- **GIVEN TASK**
Output, please, every line from the line that holds "Objective — locate the tree" to the end, exactly as written.

===== EXERCISE MATERIALS =====

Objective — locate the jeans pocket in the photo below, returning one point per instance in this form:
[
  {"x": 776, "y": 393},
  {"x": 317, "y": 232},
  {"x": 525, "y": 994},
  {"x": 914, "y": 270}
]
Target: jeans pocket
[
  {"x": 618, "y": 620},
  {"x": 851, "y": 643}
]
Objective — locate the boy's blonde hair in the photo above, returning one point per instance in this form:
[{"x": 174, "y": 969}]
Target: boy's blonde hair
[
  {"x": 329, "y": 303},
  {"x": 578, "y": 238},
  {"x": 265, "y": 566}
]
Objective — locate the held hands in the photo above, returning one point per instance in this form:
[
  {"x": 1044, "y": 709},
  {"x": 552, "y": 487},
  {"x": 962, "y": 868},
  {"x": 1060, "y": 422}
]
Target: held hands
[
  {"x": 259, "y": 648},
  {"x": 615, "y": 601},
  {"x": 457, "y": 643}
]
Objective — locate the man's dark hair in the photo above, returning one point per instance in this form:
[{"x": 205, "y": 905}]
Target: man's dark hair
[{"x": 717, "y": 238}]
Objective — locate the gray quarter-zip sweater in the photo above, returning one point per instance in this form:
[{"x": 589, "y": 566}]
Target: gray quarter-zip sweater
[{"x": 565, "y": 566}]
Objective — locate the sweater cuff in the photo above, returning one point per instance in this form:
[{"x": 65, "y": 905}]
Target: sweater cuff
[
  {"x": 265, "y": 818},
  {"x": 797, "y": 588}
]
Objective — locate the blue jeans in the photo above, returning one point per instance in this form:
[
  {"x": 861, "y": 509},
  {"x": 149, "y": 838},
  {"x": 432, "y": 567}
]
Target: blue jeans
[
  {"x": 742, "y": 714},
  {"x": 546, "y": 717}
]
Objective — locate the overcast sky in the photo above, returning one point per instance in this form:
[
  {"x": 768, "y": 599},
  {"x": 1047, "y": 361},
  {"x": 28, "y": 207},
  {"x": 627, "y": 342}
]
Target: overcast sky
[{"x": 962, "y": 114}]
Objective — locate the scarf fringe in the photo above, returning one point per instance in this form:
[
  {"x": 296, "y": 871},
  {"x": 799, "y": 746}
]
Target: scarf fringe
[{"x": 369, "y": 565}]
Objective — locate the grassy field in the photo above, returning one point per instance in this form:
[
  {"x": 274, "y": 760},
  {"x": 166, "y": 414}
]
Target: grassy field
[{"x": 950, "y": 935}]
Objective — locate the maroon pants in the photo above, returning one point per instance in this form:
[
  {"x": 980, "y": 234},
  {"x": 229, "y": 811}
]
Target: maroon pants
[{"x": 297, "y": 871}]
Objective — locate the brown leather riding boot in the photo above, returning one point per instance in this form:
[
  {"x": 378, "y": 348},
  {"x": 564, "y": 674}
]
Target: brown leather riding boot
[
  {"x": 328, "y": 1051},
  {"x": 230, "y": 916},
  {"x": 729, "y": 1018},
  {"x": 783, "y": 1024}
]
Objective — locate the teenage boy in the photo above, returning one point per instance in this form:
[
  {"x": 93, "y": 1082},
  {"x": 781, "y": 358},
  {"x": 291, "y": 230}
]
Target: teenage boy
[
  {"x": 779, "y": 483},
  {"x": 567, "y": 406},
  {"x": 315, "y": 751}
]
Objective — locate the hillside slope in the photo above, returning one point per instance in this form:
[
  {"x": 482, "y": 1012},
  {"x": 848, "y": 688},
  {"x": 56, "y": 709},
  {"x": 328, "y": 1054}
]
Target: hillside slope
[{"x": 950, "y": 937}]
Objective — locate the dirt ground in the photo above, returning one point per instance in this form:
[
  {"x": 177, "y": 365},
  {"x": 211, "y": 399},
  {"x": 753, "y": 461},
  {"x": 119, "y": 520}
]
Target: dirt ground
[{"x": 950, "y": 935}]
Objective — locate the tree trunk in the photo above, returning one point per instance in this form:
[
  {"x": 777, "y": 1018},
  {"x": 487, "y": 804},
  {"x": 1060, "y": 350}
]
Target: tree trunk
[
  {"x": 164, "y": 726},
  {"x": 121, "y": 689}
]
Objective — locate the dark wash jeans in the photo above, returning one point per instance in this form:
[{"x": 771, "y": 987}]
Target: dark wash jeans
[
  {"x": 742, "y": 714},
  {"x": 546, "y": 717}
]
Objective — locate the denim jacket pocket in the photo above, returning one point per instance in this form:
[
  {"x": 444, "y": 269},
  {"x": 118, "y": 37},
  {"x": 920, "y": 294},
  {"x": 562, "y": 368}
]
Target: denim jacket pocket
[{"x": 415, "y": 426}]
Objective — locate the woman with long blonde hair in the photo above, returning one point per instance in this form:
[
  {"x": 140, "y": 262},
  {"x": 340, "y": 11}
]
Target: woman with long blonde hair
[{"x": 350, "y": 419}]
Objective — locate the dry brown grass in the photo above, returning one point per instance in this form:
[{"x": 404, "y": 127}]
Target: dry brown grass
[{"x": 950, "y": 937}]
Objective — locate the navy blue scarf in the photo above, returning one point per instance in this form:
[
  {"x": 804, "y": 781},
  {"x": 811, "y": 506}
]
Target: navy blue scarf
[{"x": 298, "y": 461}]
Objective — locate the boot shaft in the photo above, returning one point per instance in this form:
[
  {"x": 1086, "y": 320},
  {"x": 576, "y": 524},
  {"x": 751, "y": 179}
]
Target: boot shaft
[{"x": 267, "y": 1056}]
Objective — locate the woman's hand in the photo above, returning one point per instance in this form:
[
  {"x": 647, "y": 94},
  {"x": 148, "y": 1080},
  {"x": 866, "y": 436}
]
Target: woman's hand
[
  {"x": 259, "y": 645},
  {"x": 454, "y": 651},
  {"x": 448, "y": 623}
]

=====

- **RESULT**
Objective — locate the tree trunk in the photo above, returning one point per instance in this form:
[
  {"x": 777, "y": 1018},
  {"x": 487, "y": 804},
  {"x": 1060, "y": 350}
]
Target: tree trunk
[
  {"x": 164, "y": 726},
  {"x": 121, "y": 689}
]
Objective — locate the dark wash jeans in the photo above, returning one point per instance in this form:
[{"x": 771, "y": 987}]
Target: dark wash jeans
[
  {"x": 742, "y": 714},
  {"x": 546, "y": 717}
]
Objective — locate the denim jacket pocket in the photo above, returning one point per instance in this form:
[
  {"x": 444, "y": 269},
  {"x": 118, "y": 37},
  {"x": 920, "y": 294},
  {"x": 562, "y": 368}
]
Target: denim jacket pocket
[{"x": 415, "y": 426}]
Objective — locate the woman with long blonde hair in the photo above, returning one point per instance in this form:
[
  {"x": 140, "y": 262},
  {"x": 340, "y": 11}
]
Target: woman with long blonde hair
[{"x": 350, "y": 419}]
Objective — locate the dry brown grass in the photo above, returning one point per instance in this form:
[{"x": 404, "y": 127}]
Target: dry brown grass
[{"x": 950, "y": 937}]
Objective — locate the navy blue scarf in the photo above, returning one point per instance in this form:
[
  {"x": 804, "y": 781},
  {"x": 811, "y": 506}
]
Target: navy blue scarf
[{"x": 298, "y": 461}]
Objective — locate the boot shaft in the photo above, returning one point per instance in this form:
[
  {"x": 1086, "y": 320},
  {"x": 576, "y": 524},
  {"x": 751, "y": 179}
]
Target: boot shaft
[{"x": 267, "y": 1056}]
Objective — locate the woman's hand in the photo above, returning one point per instance in this form:
[
  {"x": 647, "y": 94},
  {"x": 148, "y": 1080},
  {"x": 866, "y": 436}
]
Target: woman's hand
[
  {"x": 259, "y": 645},
  {"x": 454, "y": 651},
  {"x": 448, "y": 623}
]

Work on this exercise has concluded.